PROBLEM
Reproduce the listing word for word, starting at the line containing "jacket shown in this photo, matching this sample?" and ending at the line containing "point(297, 75)", with both of those lines included.

EXERCISE MATERIALS
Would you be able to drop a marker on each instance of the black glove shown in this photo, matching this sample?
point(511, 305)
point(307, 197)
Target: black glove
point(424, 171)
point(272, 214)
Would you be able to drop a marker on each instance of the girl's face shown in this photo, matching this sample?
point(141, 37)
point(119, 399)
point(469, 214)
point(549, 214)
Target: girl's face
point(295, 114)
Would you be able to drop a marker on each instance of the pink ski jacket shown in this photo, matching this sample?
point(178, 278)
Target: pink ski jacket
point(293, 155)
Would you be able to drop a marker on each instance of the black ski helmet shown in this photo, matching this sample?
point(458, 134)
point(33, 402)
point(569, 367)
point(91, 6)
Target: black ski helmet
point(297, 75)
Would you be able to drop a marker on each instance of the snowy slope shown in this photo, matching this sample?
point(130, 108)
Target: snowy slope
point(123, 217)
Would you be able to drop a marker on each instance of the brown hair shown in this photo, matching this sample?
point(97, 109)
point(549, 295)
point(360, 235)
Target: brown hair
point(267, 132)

OUTPUT FOR THIS TASK
Would you be able to drop a marker on each instance of the pink ski jacket shown in this photo, matching this sample?
point(178, 278)
Target: pink ski jacket
point(293, 155)
Would you be able to drop a marker on each instance of the black ski helmet shown in this photo, matching this sample?
point(458, 134)
point(33, 402)
point(569, 367)
point(91, 6)
Target: black ski helmet
point(297, 75)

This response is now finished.